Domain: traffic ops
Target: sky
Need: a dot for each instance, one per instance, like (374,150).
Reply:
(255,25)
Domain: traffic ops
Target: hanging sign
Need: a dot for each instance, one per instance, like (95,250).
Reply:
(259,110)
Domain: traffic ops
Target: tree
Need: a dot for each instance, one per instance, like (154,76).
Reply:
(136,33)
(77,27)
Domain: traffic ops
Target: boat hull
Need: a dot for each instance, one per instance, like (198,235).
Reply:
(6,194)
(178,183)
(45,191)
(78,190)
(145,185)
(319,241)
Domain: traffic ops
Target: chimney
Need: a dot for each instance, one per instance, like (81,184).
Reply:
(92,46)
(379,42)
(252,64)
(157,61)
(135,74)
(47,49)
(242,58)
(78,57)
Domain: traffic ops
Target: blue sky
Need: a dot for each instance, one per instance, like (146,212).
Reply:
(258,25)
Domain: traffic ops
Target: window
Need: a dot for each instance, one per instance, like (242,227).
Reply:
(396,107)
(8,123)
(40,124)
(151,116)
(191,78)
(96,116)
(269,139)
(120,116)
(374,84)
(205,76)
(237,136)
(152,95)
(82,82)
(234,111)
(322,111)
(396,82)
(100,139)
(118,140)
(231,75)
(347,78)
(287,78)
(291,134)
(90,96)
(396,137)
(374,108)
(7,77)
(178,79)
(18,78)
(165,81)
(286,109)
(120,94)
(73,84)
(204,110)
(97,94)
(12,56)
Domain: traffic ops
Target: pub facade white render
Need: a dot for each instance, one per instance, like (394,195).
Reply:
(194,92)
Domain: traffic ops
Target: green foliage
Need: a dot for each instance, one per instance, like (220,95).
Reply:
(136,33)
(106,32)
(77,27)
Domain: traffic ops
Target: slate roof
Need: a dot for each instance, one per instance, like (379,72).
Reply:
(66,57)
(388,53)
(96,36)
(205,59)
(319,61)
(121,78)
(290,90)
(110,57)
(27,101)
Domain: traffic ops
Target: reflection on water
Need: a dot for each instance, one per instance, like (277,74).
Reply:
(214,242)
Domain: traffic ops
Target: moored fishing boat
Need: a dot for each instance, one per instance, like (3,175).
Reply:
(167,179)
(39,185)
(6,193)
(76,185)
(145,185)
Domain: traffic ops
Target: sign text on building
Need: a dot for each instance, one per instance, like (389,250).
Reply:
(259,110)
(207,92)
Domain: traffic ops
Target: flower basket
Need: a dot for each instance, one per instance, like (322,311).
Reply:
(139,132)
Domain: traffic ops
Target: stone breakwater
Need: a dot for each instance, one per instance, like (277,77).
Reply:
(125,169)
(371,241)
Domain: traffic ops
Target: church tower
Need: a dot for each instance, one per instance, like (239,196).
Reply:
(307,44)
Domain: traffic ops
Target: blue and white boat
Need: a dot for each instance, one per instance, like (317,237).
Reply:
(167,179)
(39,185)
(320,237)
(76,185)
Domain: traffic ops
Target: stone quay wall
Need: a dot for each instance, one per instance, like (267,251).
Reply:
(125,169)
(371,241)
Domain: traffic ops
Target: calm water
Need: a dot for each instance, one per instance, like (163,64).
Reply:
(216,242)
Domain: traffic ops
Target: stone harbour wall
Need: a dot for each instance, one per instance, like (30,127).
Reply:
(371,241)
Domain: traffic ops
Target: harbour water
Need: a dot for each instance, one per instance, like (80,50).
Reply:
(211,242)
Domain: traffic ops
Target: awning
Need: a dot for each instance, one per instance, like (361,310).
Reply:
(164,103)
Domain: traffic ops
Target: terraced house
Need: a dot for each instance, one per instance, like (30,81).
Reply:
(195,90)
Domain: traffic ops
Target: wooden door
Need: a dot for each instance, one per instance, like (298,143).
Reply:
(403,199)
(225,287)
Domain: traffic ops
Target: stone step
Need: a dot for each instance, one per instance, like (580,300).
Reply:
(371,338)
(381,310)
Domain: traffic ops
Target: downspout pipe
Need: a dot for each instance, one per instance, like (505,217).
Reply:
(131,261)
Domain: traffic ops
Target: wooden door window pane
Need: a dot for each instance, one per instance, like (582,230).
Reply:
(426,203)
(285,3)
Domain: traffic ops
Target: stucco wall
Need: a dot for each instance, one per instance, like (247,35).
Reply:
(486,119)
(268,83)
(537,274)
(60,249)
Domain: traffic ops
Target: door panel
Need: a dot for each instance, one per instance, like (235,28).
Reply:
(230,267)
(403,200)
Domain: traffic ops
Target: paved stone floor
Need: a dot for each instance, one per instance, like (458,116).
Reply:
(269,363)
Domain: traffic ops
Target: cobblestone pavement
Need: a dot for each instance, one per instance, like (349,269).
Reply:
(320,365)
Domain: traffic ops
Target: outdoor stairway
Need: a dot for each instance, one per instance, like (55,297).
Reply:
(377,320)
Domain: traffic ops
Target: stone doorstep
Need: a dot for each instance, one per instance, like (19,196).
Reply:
****************************************
### TASK TO CARRY OUT
Locate each line above that contains the word "boat", and copy those lines out.

### OUTPUT FOR THIS EXERCISE
Target: boat hull
Target: moored fishing boat
Target: blue and white boat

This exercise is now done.